Task instructions
Write out every entry, unchanged. Skip any picture.

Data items
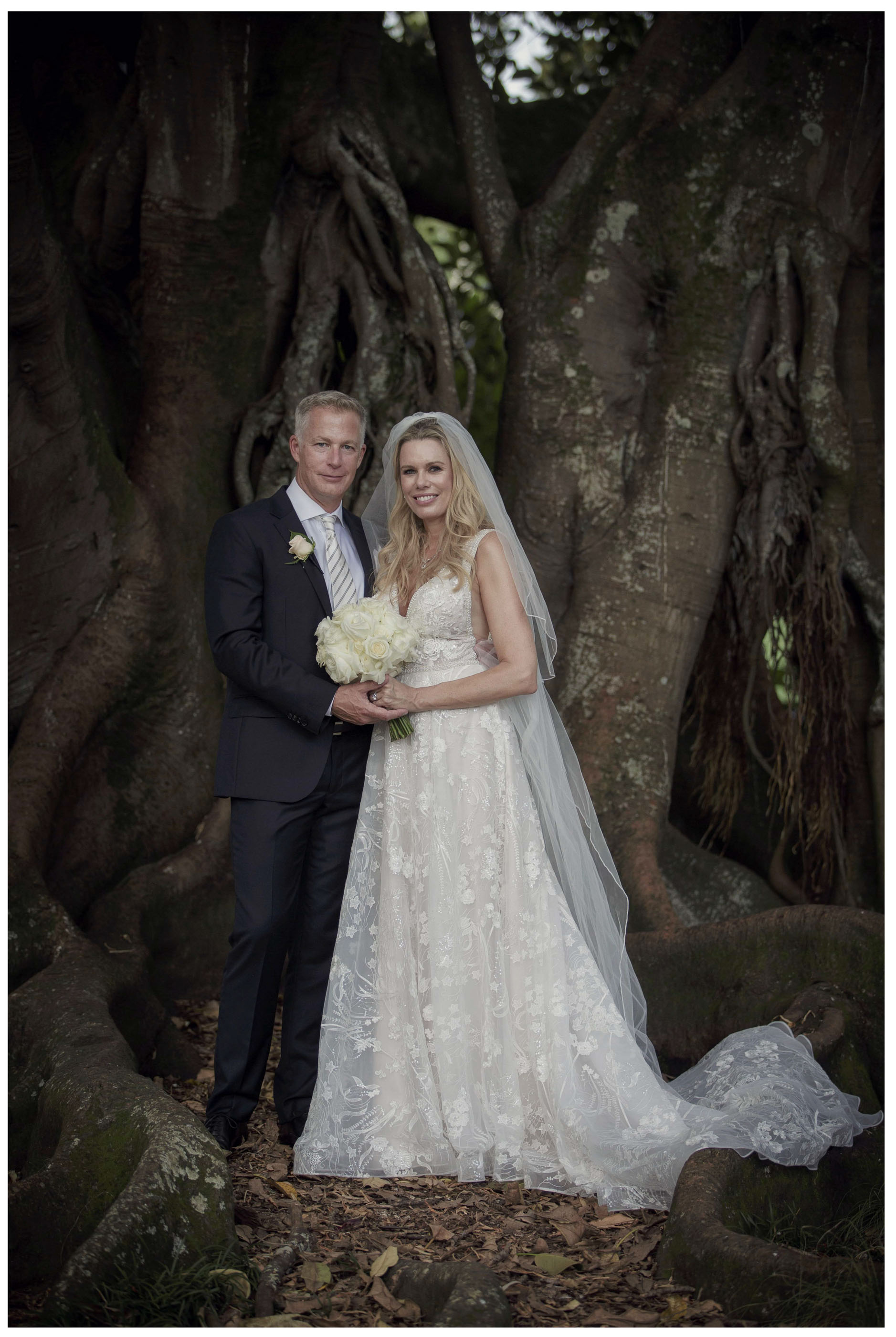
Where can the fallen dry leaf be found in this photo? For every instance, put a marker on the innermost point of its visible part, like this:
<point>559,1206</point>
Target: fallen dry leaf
<point>602,1317</point>
<point>571,1233</point>
<point>301,1304</point>
<point>618,1219</point>
<point>384,1297</point>
<point>260,1190</point>
<point>675,1311</point>
<point>388,1259</point>
<point>645,1247</point>
<point>565,1212</point>
<point>553,1264</point>
<point>316,1274</point>
<point>286,1189</point>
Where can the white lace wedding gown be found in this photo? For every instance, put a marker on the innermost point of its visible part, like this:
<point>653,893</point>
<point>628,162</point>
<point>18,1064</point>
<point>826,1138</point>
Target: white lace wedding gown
<point>467,1030</point>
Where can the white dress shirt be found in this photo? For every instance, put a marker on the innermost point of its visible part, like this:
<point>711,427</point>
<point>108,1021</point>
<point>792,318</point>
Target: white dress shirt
<point>309,514</point>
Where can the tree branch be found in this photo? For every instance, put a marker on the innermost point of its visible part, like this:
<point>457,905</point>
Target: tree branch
<point>494,206</point>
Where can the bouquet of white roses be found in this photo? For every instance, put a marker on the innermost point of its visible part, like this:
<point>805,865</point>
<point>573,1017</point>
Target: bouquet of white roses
<point>363,642</point>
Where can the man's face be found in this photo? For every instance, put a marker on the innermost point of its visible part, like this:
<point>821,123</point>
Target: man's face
<point>328,455</point>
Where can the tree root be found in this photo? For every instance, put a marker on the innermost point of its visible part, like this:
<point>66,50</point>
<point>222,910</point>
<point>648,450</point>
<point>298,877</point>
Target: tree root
<point>300,1241</point>
<point>704,1244</point>
<point>703,983</point>
<point>116,1174</point>
<point>453,1295</point>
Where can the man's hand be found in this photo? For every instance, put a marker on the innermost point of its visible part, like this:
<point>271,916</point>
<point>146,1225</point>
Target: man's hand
<point>353,705</point>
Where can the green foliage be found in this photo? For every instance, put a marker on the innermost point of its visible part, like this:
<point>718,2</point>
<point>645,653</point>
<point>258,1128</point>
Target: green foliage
<point>852,1299</point>
<point>583,54</point>
<point>778,649</point>
<point>458,252</point>
<point>176,1297</point>
<point>586,53</point>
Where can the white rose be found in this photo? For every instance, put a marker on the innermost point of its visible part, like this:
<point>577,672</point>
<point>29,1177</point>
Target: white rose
<point>301,547</point>
<point>376,647</point>
<point>358,621</point>
<point>341,666</point>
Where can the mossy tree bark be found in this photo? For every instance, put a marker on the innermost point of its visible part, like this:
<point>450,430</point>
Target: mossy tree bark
<point>626,289</point>
<point>211,218</point>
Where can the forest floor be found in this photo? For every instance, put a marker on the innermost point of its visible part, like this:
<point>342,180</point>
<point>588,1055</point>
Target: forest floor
<point>608,1261</point>
<point>609,1277</point>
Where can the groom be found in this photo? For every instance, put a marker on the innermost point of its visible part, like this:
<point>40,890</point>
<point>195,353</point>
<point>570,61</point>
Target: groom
<point>291,759</point>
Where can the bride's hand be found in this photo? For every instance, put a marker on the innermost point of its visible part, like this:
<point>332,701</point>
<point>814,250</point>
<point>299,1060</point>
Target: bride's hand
<point>395,696</point>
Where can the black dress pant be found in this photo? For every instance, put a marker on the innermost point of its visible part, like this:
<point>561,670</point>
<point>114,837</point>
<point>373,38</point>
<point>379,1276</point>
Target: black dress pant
<point>291,863</point>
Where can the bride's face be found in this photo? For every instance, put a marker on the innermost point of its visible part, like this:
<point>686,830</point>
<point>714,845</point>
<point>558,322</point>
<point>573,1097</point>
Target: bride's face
<point>427,478</point>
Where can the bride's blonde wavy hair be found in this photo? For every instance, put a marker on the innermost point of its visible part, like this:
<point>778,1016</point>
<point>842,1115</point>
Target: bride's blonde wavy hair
<point>401,557</point>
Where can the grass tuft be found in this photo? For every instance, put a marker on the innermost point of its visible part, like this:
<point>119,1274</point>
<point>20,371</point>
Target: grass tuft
<point>854,1297</point>
<point>176,1297</point>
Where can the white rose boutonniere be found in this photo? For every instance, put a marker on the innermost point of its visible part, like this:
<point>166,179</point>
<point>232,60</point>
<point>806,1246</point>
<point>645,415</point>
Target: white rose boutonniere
<point>300,547</point>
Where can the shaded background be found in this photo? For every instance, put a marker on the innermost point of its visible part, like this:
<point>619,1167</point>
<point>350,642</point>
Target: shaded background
<point>641,257</point>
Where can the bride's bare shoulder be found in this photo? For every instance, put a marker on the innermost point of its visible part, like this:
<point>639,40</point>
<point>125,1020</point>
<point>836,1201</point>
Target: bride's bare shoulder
<point>488,557</point>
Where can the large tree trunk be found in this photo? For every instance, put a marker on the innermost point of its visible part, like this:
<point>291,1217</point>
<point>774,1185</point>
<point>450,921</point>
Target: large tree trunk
<point>626,291</point>
<point>209,220</point>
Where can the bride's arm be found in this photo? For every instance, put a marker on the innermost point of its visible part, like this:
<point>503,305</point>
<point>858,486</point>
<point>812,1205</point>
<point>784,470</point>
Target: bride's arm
<point>515,672</point>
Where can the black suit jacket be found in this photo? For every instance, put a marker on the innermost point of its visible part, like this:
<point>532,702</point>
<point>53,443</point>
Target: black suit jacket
<point>261,614</point>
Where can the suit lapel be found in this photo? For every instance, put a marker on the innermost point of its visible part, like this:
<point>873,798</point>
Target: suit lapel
<point>356,530</point>
<point>285,520</point>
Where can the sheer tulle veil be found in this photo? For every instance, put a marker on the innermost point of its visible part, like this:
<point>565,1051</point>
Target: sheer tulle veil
<point>573,836</point>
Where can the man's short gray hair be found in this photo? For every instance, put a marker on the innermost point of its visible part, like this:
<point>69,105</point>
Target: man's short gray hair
<point>329,400</point>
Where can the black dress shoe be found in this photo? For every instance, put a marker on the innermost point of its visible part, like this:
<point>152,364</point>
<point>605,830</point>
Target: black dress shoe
<point>226,1133</point>
<point>292,1130</point>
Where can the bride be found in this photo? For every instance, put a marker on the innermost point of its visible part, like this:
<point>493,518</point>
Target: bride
<point>482,1017</point>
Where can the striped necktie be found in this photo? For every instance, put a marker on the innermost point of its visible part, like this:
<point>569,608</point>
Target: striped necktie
<point>341,582</point>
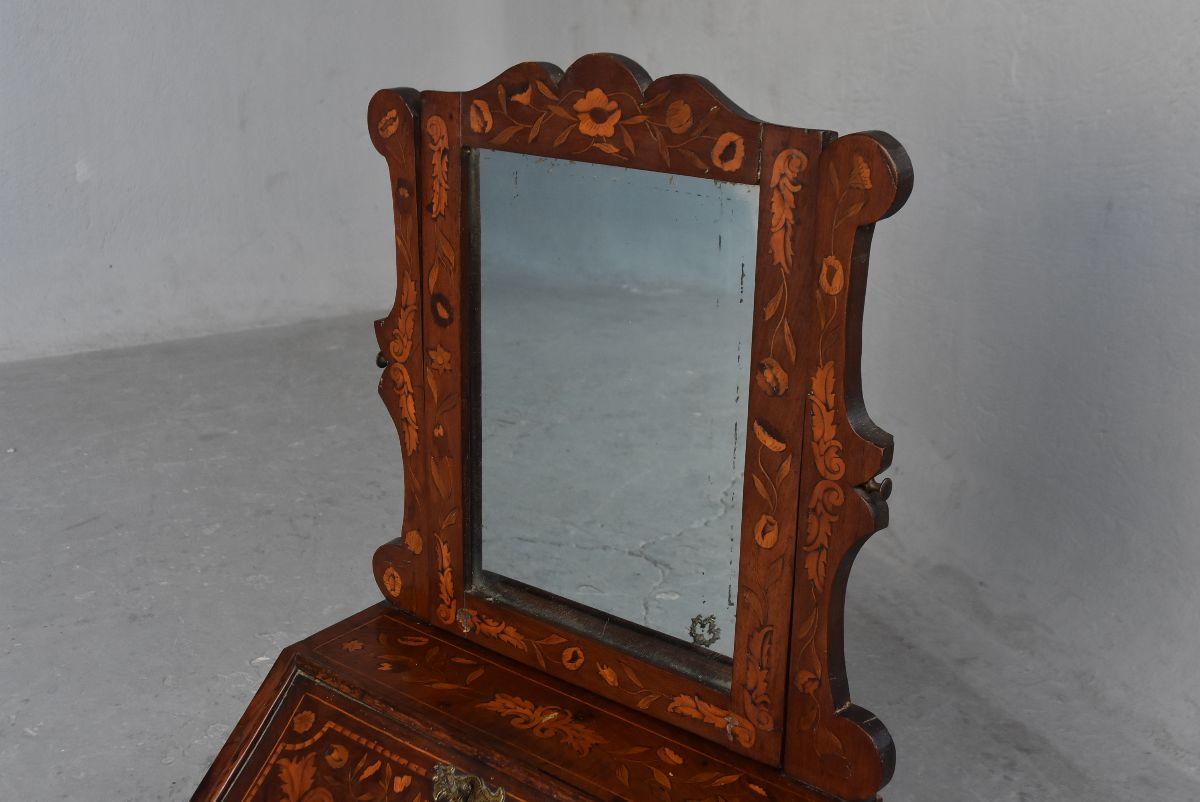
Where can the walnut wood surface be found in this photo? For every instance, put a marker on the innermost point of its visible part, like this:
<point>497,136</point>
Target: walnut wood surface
<point>366,708</point>
<point>808,506</point>
<point>628,710</point>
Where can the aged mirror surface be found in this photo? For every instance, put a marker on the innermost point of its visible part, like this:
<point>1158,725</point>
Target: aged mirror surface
<point>616,311</point>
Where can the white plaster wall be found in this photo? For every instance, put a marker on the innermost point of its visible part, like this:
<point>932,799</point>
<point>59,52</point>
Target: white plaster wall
<point>1031,339</point>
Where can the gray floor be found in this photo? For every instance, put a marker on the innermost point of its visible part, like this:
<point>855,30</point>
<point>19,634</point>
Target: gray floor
<point>173,515</point>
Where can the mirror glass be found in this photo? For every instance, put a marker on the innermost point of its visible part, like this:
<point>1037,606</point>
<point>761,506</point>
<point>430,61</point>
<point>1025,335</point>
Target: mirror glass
<point>616,311</point>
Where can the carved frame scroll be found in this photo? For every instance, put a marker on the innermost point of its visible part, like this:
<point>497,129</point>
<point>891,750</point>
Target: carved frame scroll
<point>807,504</point>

Solution below
Where can the fallen dry leaf be found in this photo? For every instance, put a marker on the innermost point of its visible part, like this:
<point>559,1206</point>
Target: fallen dry leaf
<point>602,1317</point>
<point>571,1233</point>
<point>301,1304</point>
<point>618,1219</point>
<point>384,1297</point>
<point>260,1190</point>
<point>675,1311</point>
<point>388,1259</point>
<point>645,1247</point>
<point>565,1212</point>
<point>553,1264</point>
<point>316,1274</point>
<point>286,1189</point>
Where can the white lace wedding gown be found in this photo? For every instance, put a marker on the innermost point of its visible part, like this:
<point>653,893</point>
<point>628,162</point>
<point>18,1064</point>
<point>826,1138</point>
Target: white lace wedding gown
<point>467,1030</point>
Where can the white dress shirt be found in this photo? For every instance, put a marker on the innermost point of its visible part, like this:
<point>711,427</point>
<point>108,1021</point>
<point>792,318</point>
Target: white dress shirt
<point>309,514</point>
Where can the tree branch be found in this photo? For every instance, put a marker on the innermost point of its visible part, like this:
<point>457,905</point>
Target: tree branch
<point>494,206</point>
Where can the bouquet of white roses be found in this photo? For every instance, put a marker on the innermost point of its visible part, like this:
<point>805,865</point>
<point>573,1017</point>
Target: bouquet of white roses
<point>363,642</point>
Where can the man's face be found in this photo? For every instance, put a marker on the innermost point of its visible part, like this:
<point>821,123</point>
Target: man's face
<point>328,455</point>
Where can the tree root be found in this photo? For every instance, put a marker on the innermost point of its visible part, like this:
<point>66,50</point>
<point>222,910</point>
<point>648,450</point>
<point>298,877</point>
Target: tree root
<point>300,1241</point>
<point>704,1244</point>
<point>703,983</point>
<point>116,1174</point>
<point>453,1295</point>
Where can the man's hand be found in this photo? For every instance, put a marker on the innermost point of its visible part, like this:
<point>271,916</point>
<point>146,1225</point>
Target: man's hand
<point>353,705</point>
Where can the green foliage be found in this photo? For every instance, put a marker on the innermost point of its visible part, like this:
<point>718,2</point>
<point>645,653</point>
<point>258,1128</point>
Target: green foliage
<point>852,1299</point>
<point>583,54</point>
<point>778,649</point>
<point>458,252</point>
<point>176,1297</point>
<point>586,53</point>
Where can the white rose be found in this photo? For every instance, put a marker on the innermost point of its visible part, like this:
<point>577,672</point>
<point>29,1177</point>
Target: white rose
<point>301,547</point>
<point>376,647</point>
<point>358,621</point>
<point>341,666</point>
Where can the mossy tree bark be found in this photo? For every instance, put a marker on the innermost point of its visible part, like this:
<point>450,430</point>
Target: mossy tree bark
<point>626,289</point>
<point>211,218</point>
Where can the forest floor be found in this photo? For every instance, put a marker on the innermost point of its visible part, like this:
<point>342,180</point>
<point>588,1055</point>
Target: forest floor
<point>608,1261</point>
<point>609,1277</point>
Where can the groom be found in this photo? For every instance, put a marker on the innermost point of its visible part, like this:
<point>40,890</point>
<point>195,353</point>
<point>570,61</point>
Target: groom
<point>291,759</point>
Where can the bride's hand be found in this photo? For every instance, put a marker on the innermost point of its visible part, like this:
<point>332,701</point>
<point>814,250</point>
<point>299,1060</point>
Target: bride's hand
<point>395,696</point>
Where can the black dress pant be found in this photo? For every instance, put a marker on the innermost point of its visible part, like this:
<point>561,670</point>
<point>114,837</point>
<point>373,38</point>
<point>379,1276</point>
Target: black dress pant
<point>291,863</point>
Where can the bride's face be found in this photo? For every instance, put a marker on the innermost point of its visible part, like this:
<point>686,830</point>
<point>714,845</point>
<point>558,322</point>
<point>573,1097</point>
Target: bride's face
<point>427,478</point>
Where can the bride's blonde wavy hair be found in this photo? For every instance, put a marker on the innermost point of its visible part, like this:
<point>778,1016</point>
<point>842,1115</point>
Target: bride's blonde wavy hair
<point>401,557</point>
Where can the grass tuft be found in this photo? For every instance, put a marker on the innermost point of its visible part, like this:
<point>119,1274</point>
<point>20,371</point>
Target: grass tuft
<point>854,1297</point>
<point>176,1297</point>
Where can the white rose boutonniere be found in this photo? For every instance, put a marker on the innermost point of its visible part, like this:
<point>166,179</point>
<point>232,60</point>
<point>806,1246</point>
<point>645,415</point>
Target: white rose boutonniere
<point>300,547</point>
Where can the shaded background be found in this photo? For every instance, put a marker on the innermost point of its visible part, like this:
<point>619,1167</point>
<point>350,642</point>
Target: shaded background
<point>641,257</point>
Where can the bride's bare shoulder be found in this photo? For every instance, put a marker on the innermost point of its visible part, like this:
<point>639,40</point>
<point>125,1020</point>
<point>836,1201</point>
Target: bride's bare shoulder
<point>488,557</point>
Where can the large tree trunk be found in this photo? For every instance, put a marker on the innermost point of its visible part, like this:
<point>291,1217</point>
<point>774,1185</point>
<point>450,921</point>
Target: large tree trunk
<point>626,291</point>
<point>209,220</point>
Where can the bride's arm be found in this photo? For every instance, put a marker on the innermost point of its visible part, like this:
<point>503,305</point>
<point>858,486</point>
<point>812,1205</point>
<point>784,470</point>
Target: bride's arm
<point>515,672</point>
Where can the black suit jacket be found in this photo? For every instance, put a marker on the innermost point of its visible part, like this:
<point>532,702</point>
<point>53,443</point>
Target: black suit jacket
<point>261,614</point>
Where can the suit lapel be found in this photo? For every instance, put a marker on the innermost point of its visible part, like this:
<point>873,798</point>
Target: suit lapel
<point>356,530</point>
<point>285,520</point>
Where can the sheer tulle veil be found in this photo? For every instance, put a marker on the innermost point of its visible part, like this:
<point>565,1051</point>
Target: sheer tulle veil
<point>573,836</point>
Where can the man's short gray hair be found in this photo? For every instance, put a marker on the innermost point of its visible part, like this:
<point>69,105</point>
Target: man's short gray hair
<point>329,400</point>
Where can the black dress shoe be found in this photo? For every instance, put a marker on the innermost point of its visible part, like this:
<point>152,364</point>
<point>605,830</point>
Target: black dress shoe
<point>226,1133</point>
<point>292,1130</point>
Where can the bride be found in this photo? For every instance, put a marker on the innermost point of its visible part, like this:
<point>493,518</point>
Target: bride
<point>482,1017</point>
Where can the striped necktie be found in this photo? For every instance, put a marker on the innermost point of its visible part, like this:
<point>569,608</point>
Target: striped necktie
<point>341,582</point>
Where can the walnut wood surface be found in this photo? For every instance, put a marker on the innermost point of its visible part, like this:
<point>497,136</point>
Target: walnut wood surface
<point>366,708</point>
<point>808,506</point>
<point>628,710</point>
Where can the aged mirror surface be found in this photo? For every instance, put a marker on the innermost point of its visible part, like this:
<point>1158,725</point>
Target: aged mirror surface
<point>616,311</point>
Where can the white plaster wall be found in this photo? For every instance, put a marker on the innermost point of its visible part, like this:
<point>932,799</point>
<point>59,52</point>
Target: white plaster wall
<point>1031,339</point>
Where can the gray floor be found in this photo? For every instance, put a marker on the innermost point of its visible part, like this:
<point>855,30</point>
<point>19,634</point>
Target: gray floor
<point>173,515</point>
Where can the mirror glass be found in this photo? For every instance, put a marker on the innermost point of its visible part, like this:
<point>1037,606</point>
<point>761,506</point>
<point>430,61</point>
<point>1025,335</point>
Target: mirror glass
<point>616,311</point>
Where can the carved frame scroll be found in this photo? For every instance, put a marker on the innermost point of its visible part, like this:
<point>497,129</point>
<point>891,750</point>
Target: carved frame scroll
<point>807,504</point>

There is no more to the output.